- **Problem to solve**: Every entry that follows must be written out exactly, apart from its pictures.

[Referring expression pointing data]

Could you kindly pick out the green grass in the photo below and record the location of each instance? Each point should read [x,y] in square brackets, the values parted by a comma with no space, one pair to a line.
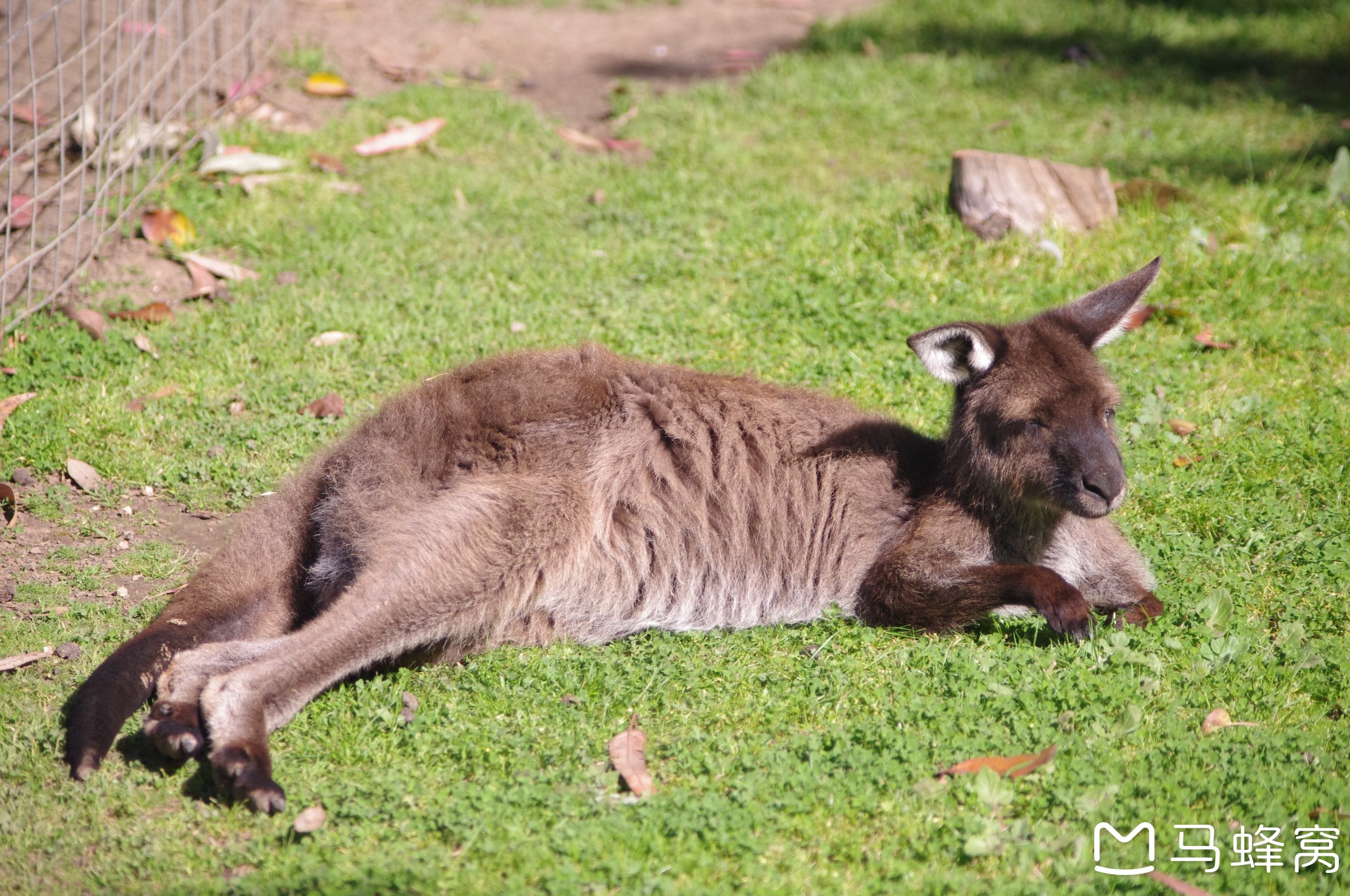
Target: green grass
[793,225]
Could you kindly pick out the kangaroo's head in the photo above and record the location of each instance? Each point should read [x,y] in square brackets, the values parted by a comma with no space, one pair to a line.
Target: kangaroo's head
[1034,409]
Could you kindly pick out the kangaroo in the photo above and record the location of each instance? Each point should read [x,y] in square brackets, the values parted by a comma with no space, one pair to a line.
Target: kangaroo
[575,494]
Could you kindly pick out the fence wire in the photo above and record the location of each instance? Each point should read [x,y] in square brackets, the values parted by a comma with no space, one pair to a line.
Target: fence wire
[100,98]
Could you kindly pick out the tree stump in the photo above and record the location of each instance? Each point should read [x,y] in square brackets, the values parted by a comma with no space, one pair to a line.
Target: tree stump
[995,192]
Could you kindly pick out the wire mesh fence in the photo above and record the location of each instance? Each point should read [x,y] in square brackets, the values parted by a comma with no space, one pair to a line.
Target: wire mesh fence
[100,98]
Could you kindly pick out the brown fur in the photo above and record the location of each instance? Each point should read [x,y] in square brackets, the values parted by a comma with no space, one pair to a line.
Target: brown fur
[575,494]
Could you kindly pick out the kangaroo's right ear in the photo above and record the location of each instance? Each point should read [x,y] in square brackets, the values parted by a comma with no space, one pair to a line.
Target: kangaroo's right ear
[956,352]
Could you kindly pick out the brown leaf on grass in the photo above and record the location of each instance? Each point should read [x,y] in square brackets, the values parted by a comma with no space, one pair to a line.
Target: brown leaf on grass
[1218,719]
[627,753]
[327,84]
[82,474]
[203,281]
[219,267]
[22,660]
[162,226]
[583,142]
[152,314]
[144,343]
[1140,315]
[90,320]
[330,405]
[1010,766]
[11,403]
[22,211]
[1179,885]
[9,504]
[30,114]
[327,163]
[395,70]
[1206,338]
[1142,189]
[310,821]
[399,138]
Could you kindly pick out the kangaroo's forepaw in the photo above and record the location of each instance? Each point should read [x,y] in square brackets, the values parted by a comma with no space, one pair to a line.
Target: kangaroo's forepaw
[1067,613]
[175,729]
[247,779]
[1141,613]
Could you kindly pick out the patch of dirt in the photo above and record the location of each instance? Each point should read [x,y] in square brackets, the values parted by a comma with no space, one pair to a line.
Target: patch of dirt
[26,548]
[566,60]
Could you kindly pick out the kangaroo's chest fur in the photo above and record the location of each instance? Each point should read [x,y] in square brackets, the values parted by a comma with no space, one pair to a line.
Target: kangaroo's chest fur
[685,501]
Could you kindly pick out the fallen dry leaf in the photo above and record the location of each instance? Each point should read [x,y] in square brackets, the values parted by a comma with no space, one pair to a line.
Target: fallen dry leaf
[165,225]
[627,753]
[310,821]
[82,474]
[393,70]
[243,162]
[219,267]
[90,320]
[583,142]
[23,659]
[9,504]
[203,281]
[330,405]
[327,163]
[1206,338]
[1221,719]
[1010,766]
[330,338]
[1140,315]
[399,138]
[22,211]
[30,114]
[1145,189]
[327,84]
[144,343]
[152,314]
[11,403]
[1179,885]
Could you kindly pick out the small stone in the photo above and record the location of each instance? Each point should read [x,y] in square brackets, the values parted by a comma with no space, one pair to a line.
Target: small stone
[311,820]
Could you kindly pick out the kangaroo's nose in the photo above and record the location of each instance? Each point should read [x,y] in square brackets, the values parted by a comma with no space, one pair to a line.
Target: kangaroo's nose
[1106,484]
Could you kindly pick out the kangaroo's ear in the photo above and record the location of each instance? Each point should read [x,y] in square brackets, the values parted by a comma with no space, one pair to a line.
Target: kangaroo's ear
[956,352]
[1101,316]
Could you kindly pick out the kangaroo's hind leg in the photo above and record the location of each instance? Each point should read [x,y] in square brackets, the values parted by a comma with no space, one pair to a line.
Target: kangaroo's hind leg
[249,590]
[457,570]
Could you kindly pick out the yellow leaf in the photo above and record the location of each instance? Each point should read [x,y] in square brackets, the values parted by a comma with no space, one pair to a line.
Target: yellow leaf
[327,84]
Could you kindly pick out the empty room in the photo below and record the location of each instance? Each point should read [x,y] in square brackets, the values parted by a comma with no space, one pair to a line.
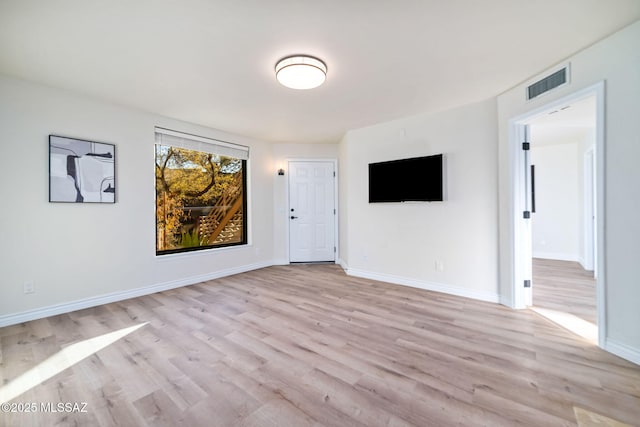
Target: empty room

- **Solution to this task**:
Could you kindly pick out the green grass in the photo below and record the location of each instance? Each point should read [x,y] in square brackets, the values parted by a comma with no space, one pair to a line.
Target: green grass
[793,225]
Could you kindly pick out the kangaroo's head in the photo above and record the location of each instance? Each point should read [x,y] in square brackets, the values parted by a comma with no space, one pair to a line.
Target: kangaroo's head
[1034,409]
Could you kindly pick out the kangaroo in the photo above and record the location of each instance? Each point should read [x,y] in square brackets, the values parted by a comma with no space, one pair to a line.
Target: kangaroo
[575,494]
Could you kindly pick out the fence wire in the photo above and record the location of each instance? Each point should read [x,y] in square brackets, the values parted by a comma with no space, one pair to a line.
Target: fence wire
[100,98]
Could you kindly pick out the tree stump in the photo above and record the location of each instance? Each point should read [x,y] in square brackets, the values parted by a comma with no space, one pair to a line.
Target: tree stump
[995,192]
Could you kindly pick out the wire mesh fence in the photo above and record the location of each instance? Each point should read [x,y] in square brackets, the values parted by a comma with no space, one pair to a line.
Target: wire mesh fence
[100,98]
Could you kindly pick out the brown fur in the photo above and record the location of each instance? Each point should read [x,y] in square brackets, the values parted by a comma with no space, one pair to a line.
Target: brown fur
[575,494]
Could you kindly pick out the kangaroo's right ear in the photo above and record the location of each instance? Each point should read [x,y] in square brackets, the values parted by a comma with no space, one pair to a line.
Target: kangaroo's right ear
[956,352]
Could you kindly pick out the brown leaf on grass in the photo above and record the location of each instance? Each point should read [x,y] in square brackets, the values parted by a comma with no space, one pair to a line.
Target: brown leaf on grass
[1218,719]
[627,753]
[327,84]
[82,474]
[203,281]
[219,267]
[22,660]
[162,226]
[583,142]
[152,314]
[144,343]
[1140,315]
[90,320]
[330,405]
[1010,766]
[11,403]
[22,211]
[1179,885]
[9,504]
[30,114]
[327,163]
[395,70]
[1206,338]
[1142,189]
[310,821]
[399,138]
Could you kindly pick out the kangaroo's forepaw in the photo above and record the location of each instance? Each point should read [x,y] in square brackets, the values parted by a comma with no space, one pair to a line.
Target: kangaroo's forepaw
[1067,613]
[175,729]
[247,779]
[1141,613]
Could you kindly pick out the patch of dirt in the photo above and record the location of each instance? Each point should read [x,y] in square brackets, the values parted by a comma with no space, one pair to a line.
Target: patch of dirt
[26,548]
[566,60]
Could you kindly pick out the kangaroo's chest fur in the photo above and record the location of each instance? Each point should read [x,y] in square brackets, the values parted by a comma with no space, one pair to a line.
Target: kangaroo's chest fur
[685,501]
Could you kindly pick out the fallen dry leaf in the photo above and record the location of each instance? Each point should read [x,y] in square brackets, the values parted by a comma with no space, one pair to a line.
Target: fallen dry leaf
[165,225]
[627,753]
[310,821]
[82,474]
[393,70]
[243,162]
[219,267]
[90,320]
[583,142]
[23,659]
[9,504]
[203,281]
[330,405]
[327,163]
[1206,338]
[1221,719]
[1010,766]
[330,338]
[1140,315]
[399,138]
[22,211]
[30,114]
[1145,189]
[327,84]
[144,343]
[152,314]
[11,403]
[1179,885]
Could you kindly pick out the small stone in the photo above and record the location of each instance? Each point should read [x,y] in square brackets, the values parted by a comma with no space, one pair to a line.
Target: small stone
[311,820]
Could you kindly pick out the kangaroo's nose in the photo above and record the location of each instance? Each point should read [x,y] in square brackets, the values parted by a comma with no space, one pair to a line.
Target: kangaroo's nose
[1106,484]
Could you kindly pick out the kangaroo's ear in the photo above and record the location of each instance? Each point should read [x,y] in square brackets, the values parted by a comma with no space, one pair to a line.
Target: kangaroo's ear
[956,352]
[1101,316]
Could you kindly pick out the kangaroo's hind leg in the photo above and record the location of each instance? Each point should read [x,y] in square brackets, the values parted by a comma with no space, one pair to a line.
Target: kangaroo's hind leg
[249,590]
[457,570]
Could you kindly pick out the yellow leaf in the photo above and record the location of each instance? Each point should read [x,y] in square brackets, the values parted by a comma with no space, one pair to a line.
Target: yellow leaf
[327,84]
Could you kindly pick out the empty room in the photo below and record the location of each instance? Each point should read [x,y] in square brackets, the values parted by a comma with no space, one pair to a line.
Target: empty room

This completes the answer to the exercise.